(Text under study)

General characteristics
- Type: Aloe-class net laying ship
- Tonnage: 660 tons
- Displacement: 850 tons
- Length: 163 ft 2 in (49.73 m)
- Beam: 30 ft 6 in (9.30 m)
- Draft: 11 ft 8 in (3.56 m)
- Propulsion: diesel engine, single propeller
- Speed: 12 knots
- Complement: 48 officers and enlisted
- Armament: one single 3 in (76 mm) dual purpose gun mount; three single 20 mm AA gun mounts; four 0.5 in (12.7 mm). machine guns; one y-gun

= USS Cinchona =

United States Navy WWII-era net-laying ship

USS Cinchona (AN-12/YN-7) was an Aloe-class net laying ship which was assigned to serve the U.S. Navy during World War II with her protective anti-submarine nets.

==Built in Portland, Oregon==
Cinchona (YN-7) was launched on 2 July 1941 by Commercial Iron Works, Portland, Oregon; sponsored by Mrs. W. Casey; outfitted by Puget Sound Navy Yard; and placed in service on 15 August 1941.

==World War II service ==
Assigned to the 14th Naval District, she arrived at Pearl Harbor on 17 October where she took up duty in net repair and replacement, salvage of gear lost or adrift, and maintenance of net and boom defenses.

(End Text under study)

→ Exercise instructions
• A. List every weapon or weapon mount given under Armament in the USS Cinchona text, with its stated quantity.
• B. Echo the USS Cinchona text verbatim, starting at "USS Cinchona (AN-12/YN-7)" and ending at "and boom defenses.".
The lines that follow come from a separate source.

(Data records)

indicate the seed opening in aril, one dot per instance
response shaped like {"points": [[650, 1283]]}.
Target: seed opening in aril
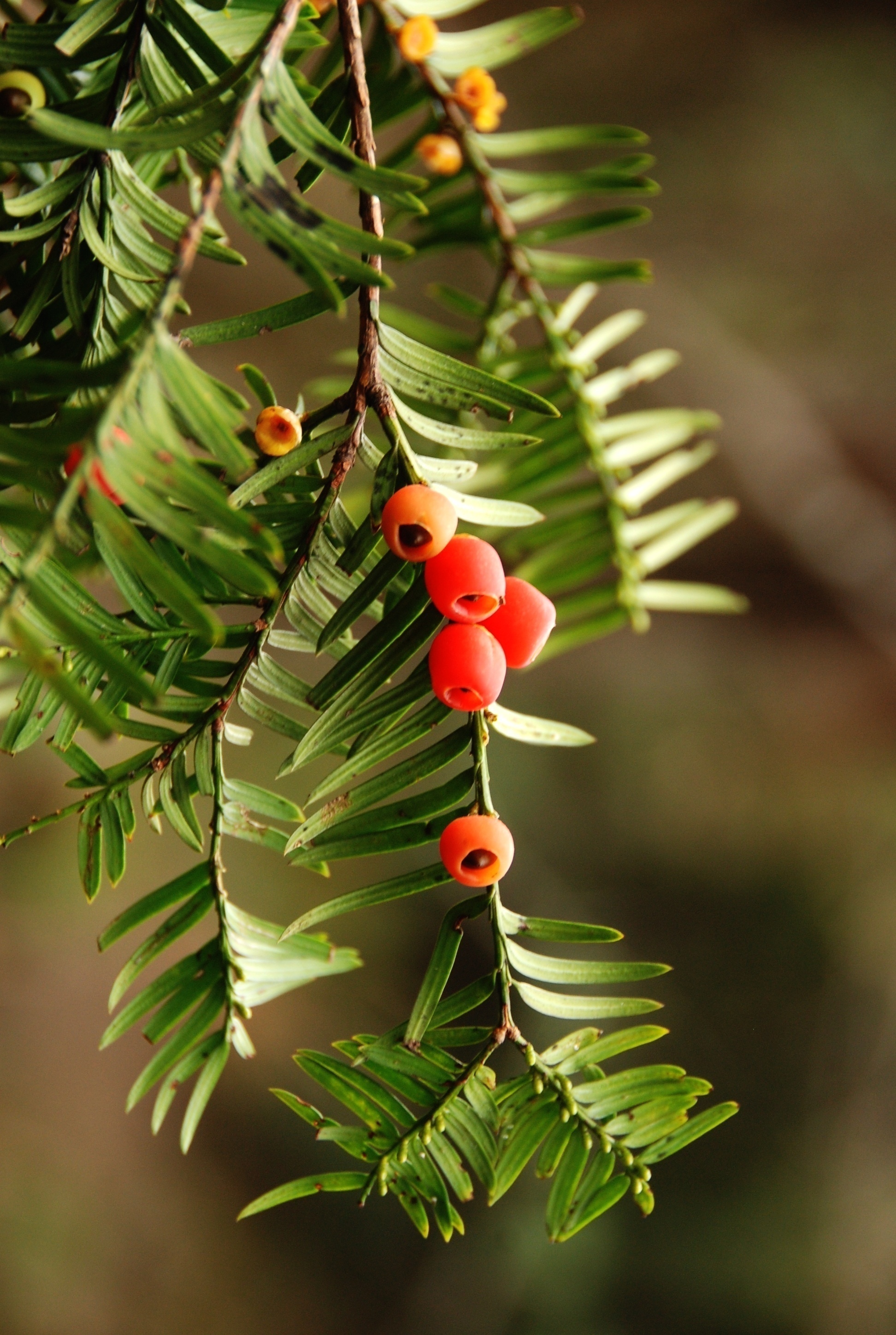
{"points": [[413, 536], [464, 697], [478, 859], [14, 103], [484, 604]]}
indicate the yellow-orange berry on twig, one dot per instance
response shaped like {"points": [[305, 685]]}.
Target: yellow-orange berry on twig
{"points": [[488, 118], [417, 39], [277, 430], [474, 89], [20, 93], [441, 154]]}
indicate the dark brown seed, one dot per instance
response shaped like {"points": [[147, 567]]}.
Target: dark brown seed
{"points": [[413, 536], [14, 103], [478, 859]]}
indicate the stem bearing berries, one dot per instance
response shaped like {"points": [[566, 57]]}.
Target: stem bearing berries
{"points": [[478, 94], [419, 522], [477, 850], [417, 39], [523, 624], [277, 430], [466, 580], [441, 154], [466, 668], [20, 93]]}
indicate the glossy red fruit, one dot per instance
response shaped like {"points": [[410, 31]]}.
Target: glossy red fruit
{"points": [[466, 668], [466, 580], [98, 477], [477, 850], [523, 625], [419, 522]]}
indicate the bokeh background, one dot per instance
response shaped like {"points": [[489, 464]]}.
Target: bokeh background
{"points": [[736, 817]]}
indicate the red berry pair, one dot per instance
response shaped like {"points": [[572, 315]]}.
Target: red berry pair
{"points": [[499, 622], [466, 583]]}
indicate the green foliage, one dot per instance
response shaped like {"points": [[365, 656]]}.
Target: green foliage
{"points": [[126, 467]]}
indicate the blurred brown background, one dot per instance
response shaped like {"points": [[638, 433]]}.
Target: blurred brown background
{"points": [[737, 816]]}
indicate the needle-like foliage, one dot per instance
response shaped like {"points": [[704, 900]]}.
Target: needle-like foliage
{"points": [[153, 562]]}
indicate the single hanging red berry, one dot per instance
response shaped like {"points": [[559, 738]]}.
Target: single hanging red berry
{"points": [[466, 668], [466, 580], [523, 625], [477, 850], [419, 522]]}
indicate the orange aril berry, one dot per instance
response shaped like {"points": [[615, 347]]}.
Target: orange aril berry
{"points": [[474, 89], [419, 522], [441, 154], [277, 430], [466, 668], [417, 39], [477, 850], [489, 118]]}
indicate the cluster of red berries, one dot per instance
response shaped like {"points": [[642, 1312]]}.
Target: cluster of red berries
{"points": [[497, 622]]}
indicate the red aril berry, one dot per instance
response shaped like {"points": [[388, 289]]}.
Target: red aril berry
{"points": [[419, 522], [466, 580], [523, 625], [477, 850], [466, 668], [98, 477]]}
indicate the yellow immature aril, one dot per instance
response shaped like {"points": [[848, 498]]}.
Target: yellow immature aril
{"points": [[477, 93], [20, 93], [417, 39], [474, 89], [441, 154], [277, 430], [489, 118]]}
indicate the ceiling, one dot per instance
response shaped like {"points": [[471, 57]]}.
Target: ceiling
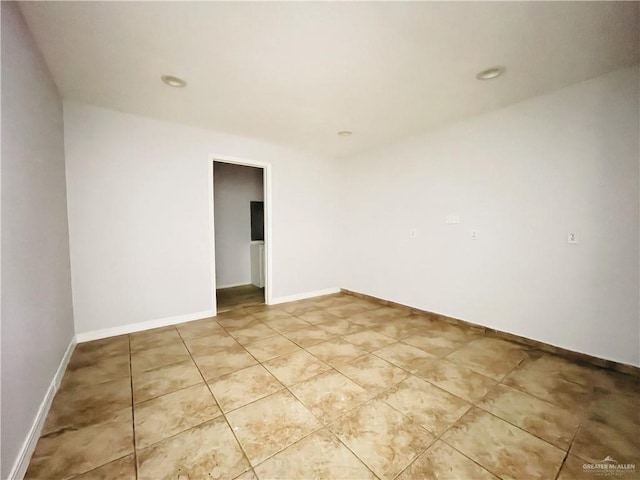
{"points": [[295, 73]]}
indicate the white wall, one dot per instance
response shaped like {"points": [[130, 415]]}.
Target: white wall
{"points": [[524, 177], [235, 186], [138, 195], [37, 320]]}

(End Data records)

→ Answers for this exercise
• A.
- One single 3 in (76 mm) dual purpose gun mount
- Three single 20 mm AA gun mounts
- Four 0.5 in (12.7 mm) machine guns
- One y-gun

• B.
USS Cinchona (AN-12/YN-7) was an Aloe-class net laying ship which was assigned to serve the U.S. Navy during World War II with her protective anti-submarine nets.

==Built in Portland, Oregon==
Cinchona (YN-7) was launched on 2 July 1941 by Commercial Iron Works, Portland, Oregon; sponsored by Mrs. W. Casey; outfitted by Puget Sound Navy Yard; and placed in service on 15 August 1941.

==World War II service ==
Assigned to the 14th Naval District, she arrived at Pearl Harbor on 17 October where she took up duty in net repair and replacement, salvage of gear lost or adrift, and maintenance of net and boom defenses.